◆ WORK TASK
Reproduce each record exactly, leaving out no line.

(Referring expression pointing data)
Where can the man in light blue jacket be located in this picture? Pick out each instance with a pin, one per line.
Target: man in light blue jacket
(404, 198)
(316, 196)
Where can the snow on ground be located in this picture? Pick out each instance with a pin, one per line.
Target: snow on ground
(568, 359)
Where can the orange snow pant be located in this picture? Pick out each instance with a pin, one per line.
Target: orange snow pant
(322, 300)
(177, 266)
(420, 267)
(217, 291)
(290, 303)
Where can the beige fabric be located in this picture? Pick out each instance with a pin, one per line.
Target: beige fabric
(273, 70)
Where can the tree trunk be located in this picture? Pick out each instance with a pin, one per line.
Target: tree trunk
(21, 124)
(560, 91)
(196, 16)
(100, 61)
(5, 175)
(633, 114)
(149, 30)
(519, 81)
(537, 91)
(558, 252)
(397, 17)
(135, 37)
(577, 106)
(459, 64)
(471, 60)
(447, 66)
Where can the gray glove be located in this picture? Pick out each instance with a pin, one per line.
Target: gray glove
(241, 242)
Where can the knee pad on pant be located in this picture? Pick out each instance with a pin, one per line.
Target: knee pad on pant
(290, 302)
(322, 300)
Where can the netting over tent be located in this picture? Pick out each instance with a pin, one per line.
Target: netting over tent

◆ TASK RESPONSE
Where can the man in light blue jacket be located in this picture? Pick out each instance with a pin, one per line.
Target: man in light blue jacket
(404, 198)
(316, 196)
Where can the snow on ground be located in this picture? Pick out each instance with a pin, one per line.
Target: snow on ground
(568, 359)
Where can the orange snow pant be located in this picture? Pick out each instance with a pin, one per line.
Target: orange snow pant
(322, 300)
(177, 266)
(420, 267)
(217, 291)
(290, 303)
Where can the beige fabric be located in this picture? Pick out each instance with a pin, one per line.
Target: beige fabric
(273, 70)
Where can the tree trunk be located in this picture? Pick out each instance with a pin, one per line.
Target: tree trunk
(21, 124)
(560, 91)
(196, 16)
(100, 61)
(5, 175)
(633, 114)
(149, 30)
(519, 81)
(537, 91)
(558, 252)
(397, 17)
(135, 37)
(577, 106)
(459, 64)
(471, 60)
(447, 66)
Where can the gray glove be located in this picture? Pick out each instance with a pin, one per line.
Target: gray glove
(241, 242)
Where can the knee pad on pant be located in this picture? Pick out each instance with a pin, one per line.
Target: knee pad on pant
(290, 302)
(322, 300)
Where can the netting over tent be located in this picture? Pick out each instance with a pin, one per line.
Target: netting over tent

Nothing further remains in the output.